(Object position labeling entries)
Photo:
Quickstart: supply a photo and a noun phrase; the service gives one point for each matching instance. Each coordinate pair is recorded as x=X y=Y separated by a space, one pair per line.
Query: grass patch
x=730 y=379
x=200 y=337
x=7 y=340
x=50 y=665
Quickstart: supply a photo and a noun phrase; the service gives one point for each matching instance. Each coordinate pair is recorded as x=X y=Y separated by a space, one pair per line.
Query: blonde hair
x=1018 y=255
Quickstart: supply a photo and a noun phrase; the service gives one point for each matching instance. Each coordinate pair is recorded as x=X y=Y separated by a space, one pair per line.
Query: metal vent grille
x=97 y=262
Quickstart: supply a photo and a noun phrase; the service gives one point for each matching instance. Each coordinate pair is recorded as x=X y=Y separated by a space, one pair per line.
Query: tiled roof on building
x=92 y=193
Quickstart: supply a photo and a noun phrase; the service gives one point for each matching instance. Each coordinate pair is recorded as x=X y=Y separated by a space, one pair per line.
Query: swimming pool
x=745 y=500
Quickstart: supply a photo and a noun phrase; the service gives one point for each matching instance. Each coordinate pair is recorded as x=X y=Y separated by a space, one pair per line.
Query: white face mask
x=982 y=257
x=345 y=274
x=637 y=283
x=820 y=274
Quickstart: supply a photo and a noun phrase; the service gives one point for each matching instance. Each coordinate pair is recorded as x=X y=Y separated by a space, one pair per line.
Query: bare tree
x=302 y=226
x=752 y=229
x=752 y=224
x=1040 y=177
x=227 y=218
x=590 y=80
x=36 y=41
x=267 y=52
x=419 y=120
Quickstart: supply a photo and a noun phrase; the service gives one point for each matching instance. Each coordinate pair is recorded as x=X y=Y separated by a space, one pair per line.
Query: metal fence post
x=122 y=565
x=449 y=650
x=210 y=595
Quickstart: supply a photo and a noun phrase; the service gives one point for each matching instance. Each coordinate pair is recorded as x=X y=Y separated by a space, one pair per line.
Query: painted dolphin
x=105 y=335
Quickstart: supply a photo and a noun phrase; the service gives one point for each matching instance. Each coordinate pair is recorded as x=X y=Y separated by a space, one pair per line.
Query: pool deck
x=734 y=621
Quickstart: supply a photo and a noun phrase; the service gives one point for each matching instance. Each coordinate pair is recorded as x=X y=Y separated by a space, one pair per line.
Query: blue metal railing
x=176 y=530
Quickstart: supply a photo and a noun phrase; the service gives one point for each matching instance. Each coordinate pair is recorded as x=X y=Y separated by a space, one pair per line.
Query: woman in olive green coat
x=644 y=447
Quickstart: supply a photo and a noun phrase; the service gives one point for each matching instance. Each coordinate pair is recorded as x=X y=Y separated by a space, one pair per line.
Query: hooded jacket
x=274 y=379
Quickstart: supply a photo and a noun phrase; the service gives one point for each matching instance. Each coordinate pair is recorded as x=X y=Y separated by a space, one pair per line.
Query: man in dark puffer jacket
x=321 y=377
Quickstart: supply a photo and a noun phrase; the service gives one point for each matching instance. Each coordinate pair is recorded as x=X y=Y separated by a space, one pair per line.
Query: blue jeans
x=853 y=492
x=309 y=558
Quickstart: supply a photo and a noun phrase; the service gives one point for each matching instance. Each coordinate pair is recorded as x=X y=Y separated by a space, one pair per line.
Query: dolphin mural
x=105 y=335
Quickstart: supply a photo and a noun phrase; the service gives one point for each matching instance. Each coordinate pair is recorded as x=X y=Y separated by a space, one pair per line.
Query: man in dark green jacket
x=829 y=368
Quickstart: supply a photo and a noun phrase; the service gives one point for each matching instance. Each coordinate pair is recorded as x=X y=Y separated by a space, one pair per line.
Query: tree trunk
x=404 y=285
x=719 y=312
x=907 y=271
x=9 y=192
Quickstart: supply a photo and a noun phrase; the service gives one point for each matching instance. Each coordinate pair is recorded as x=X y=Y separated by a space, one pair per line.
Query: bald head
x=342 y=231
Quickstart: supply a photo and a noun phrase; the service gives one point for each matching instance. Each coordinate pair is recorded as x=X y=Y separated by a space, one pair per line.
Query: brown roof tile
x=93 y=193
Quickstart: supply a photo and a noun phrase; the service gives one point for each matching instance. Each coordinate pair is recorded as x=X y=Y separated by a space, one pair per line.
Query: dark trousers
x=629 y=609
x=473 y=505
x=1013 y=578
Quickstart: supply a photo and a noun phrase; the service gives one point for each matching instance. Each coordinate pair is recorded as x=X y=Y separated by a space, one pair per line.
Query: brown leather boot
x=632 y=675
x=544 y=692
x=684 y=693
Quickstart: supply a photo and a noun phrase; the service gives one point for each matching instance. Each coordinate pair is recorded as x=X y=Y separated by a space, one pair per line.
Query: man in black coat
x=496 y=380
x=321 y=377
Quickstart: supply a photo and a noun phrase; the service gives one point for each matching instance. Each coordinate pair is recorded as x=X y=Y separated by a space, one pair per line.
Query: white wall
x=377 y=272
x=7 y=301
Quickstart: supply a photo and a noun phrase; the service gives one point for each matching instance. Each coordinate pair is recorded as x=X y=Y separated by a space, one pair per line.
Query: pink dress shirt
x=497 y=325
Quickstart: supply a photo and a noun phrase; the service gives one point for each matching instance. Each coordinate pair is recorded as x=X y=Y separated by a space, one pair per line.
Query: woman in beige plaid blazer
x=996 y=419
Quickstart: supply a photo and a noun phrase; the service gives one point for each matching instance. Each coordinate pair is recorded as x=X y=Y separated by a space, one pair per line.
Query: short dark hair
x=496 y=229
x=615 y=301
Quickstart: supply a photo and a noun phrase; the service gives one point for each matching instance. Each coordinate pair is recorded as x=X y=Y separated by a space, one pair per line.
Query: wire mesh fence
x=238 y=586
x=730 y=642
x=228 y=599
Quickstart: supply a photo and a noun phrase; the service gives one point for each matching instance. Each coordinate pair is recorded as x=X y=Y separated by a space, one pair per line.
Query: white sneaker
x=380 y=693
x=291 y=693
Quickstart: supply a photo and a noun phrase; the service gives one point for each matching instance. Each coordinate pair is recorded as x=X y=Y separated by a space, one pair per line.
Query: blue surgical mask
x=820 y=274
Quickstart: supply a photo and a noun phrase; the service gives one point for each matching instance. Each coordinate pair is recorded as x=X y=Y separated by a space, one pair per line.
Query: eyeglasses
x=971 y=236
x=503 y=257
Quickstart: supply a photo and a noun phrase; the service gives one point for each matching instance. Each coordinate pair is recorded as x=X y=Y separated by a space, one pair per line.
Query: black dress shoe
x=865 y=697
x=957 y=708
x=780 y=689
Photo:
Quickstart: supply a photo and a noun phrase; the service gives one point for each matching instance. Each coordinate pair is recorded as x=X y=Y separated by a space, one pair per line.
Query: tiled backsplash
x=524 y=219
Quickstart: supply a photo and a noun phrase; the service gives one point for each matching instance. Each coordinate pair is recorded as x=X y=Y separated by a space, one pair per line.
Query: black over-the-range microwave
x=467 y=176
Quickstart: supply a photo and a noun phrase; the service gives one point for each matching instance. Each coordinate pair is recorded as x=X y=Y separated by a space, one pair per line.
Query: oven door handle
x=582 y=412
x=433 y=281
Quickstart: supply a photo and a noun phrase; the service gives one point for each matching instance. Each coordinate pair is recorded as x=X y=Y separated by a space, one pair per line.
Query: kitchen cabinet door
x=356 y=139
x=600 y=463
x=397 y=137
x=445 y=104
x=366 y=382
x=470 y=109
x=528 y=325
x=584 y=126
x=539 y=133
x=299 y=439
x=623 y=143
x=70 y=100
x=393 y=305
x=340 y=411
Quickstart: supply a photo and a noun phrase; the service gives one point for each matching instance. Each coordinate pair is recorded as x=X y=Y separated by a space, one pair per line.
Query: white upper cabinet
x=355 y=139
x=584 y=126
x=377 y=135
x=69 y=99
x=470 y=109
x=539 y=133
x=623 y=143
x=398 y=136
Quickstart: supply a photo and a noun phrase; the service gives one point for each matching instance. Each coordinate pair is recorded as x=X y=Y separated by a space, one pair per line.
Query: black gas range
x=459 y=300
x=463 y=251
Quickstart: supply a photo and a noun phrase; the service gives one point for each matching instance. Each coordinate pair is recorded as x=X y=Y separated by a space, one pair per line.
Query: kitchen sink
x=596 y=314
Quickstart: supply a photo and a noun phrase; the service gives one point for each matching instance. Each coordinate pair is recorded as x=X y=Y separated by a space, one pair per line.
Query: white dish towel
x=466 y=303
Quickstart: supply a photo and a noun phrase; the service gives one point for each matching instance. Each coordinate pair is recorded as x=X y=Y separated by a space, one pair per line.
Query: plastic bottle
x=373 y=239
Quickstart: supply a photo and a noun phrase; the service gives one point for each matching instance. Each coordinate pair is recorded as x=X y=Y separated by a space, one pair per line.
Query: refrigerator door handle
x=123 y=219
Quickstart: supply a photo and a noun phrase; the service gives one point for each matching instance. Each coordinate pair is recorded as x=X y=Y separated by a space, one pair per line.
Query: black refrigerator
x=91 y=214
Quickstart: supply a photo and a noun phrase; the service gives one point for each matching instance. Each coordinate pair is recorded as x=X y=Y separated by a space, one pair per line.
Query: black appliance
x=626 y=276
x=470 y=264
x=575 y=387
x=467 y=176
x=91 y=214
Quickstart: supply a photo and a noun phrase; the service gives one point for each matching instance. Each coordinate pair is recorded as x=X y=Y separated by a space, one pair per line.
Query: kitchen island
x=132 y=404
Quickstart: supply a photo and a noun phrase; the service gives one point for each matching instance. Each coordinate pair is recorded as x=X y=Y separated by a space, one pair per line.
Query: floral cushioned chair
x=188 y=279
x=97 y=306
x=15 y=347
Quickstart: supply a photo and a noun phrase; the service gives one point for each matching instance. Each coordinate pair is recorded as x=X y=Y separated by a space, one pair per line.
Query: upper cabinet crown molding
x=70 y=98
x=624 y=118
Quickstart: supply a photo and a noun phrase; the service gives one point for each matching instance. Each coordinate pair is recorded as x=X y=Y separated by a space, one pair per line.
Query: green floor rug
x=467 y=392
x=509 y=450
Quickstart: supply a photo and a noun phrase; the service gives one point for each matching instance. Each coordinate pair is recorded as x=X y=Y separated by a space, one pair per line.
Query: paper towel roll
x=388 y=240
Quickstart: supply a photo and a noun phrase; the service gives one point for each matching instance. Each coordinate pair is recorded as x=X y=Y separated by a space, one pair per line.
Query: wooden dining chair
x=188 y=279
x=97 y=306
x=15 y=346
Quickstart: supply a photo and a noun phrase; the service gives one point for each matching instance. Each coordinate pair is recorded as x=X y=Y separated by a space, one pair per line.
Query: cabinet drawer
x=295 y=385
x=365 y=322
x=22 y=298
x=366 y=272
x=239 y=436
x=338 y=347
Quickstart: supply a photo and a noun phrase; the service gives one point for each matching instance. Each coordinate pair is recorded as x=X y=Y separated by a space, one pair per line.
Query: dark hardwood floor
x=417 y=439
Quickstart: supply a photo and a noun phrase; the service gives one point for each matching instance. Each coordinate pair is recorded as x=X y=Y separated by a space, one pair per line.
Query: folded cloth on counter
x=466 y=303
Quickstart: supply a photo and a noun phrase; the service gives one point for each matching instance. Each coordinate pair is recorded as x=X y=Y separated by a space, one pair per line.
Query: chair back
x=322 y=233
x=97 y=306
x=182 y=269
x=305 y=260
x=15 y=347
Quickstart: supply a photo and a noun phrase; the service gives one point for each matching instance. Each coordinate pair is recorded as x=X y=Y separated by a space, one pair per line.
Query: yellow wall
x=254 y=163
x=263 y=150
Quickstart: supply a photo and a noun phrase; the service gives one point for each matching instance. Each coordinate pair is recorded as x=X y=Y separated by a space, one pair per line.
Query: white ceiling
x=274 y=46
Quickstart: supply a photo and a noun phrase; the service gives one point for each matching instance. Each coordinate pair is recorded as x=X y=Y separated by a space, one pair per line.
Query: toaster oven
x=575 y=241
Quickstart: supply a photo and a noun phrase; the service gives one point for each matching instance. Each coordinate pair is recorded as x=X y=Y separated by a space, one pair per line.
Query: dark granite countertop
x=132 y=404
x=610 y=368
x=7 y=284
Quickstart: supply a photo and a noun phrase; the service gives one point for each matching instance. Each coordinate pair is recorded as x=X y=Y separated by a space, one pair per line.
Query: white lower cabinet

• [What you will do]
Extract every line in the entries above that contains the word "chair", treating uppercase and lowercase as different.

• [The answer]
Query: floral cushioned chair
Query: wooden dining chair
Query: chair back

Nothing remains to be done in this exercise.